(Records contained in a dataset)
++++++++++++++++++++

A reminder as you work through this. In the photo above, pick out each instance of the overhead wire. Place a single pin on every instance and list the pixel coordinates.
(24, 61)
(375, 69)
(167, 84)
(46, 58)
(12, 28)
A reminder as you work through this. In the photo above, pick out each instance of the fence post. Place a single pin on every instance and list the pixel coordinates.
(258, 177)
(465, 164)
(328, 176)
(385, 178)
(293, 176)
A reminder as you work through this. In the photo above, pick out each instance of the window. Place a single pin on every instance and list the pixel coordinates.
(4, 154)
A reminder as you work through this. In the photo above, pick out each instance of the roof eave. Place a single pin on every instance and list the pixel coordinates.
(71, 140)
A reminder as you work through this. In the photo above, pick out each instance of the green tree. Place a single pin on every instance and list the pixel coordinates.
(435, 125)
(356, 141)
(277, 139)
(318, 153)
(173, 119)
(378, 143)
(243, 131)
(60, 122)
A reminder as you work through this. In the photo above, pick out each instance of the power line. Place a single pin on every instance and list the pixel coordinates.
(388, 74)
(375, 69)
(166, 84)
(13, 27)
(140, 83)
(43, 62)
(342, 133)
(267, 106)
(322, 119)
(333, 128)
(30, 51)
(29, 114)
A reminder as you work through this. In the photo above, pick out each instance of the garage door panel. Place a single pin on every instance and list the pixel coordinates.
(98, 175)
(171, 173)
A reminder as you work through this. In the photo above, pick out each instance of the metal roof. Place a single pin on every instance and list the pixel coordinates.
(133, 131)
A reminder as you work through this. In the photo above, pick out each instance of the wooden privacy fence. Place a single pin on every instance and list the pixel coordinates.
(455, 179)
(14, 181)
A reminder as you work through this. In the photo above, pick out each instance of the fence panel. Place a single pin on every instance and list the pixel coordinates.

++++++++++++++++++++

Exercise — Exactly the lines from the one that holds "of the wooden" through the final line of the records above should be written out, and only those.

Exercise solution —
A reminder as you work through this. In the photo above, pick out each instance of the wooden privacy fence. Place a single pin on every instance and list the pixel coordinates.
(455, 179)
(14, 181)
A reminder as you work through this. In the photo above, pick out each instance of the fence panel. Place a single pin on every instance and list the pixel coordinates.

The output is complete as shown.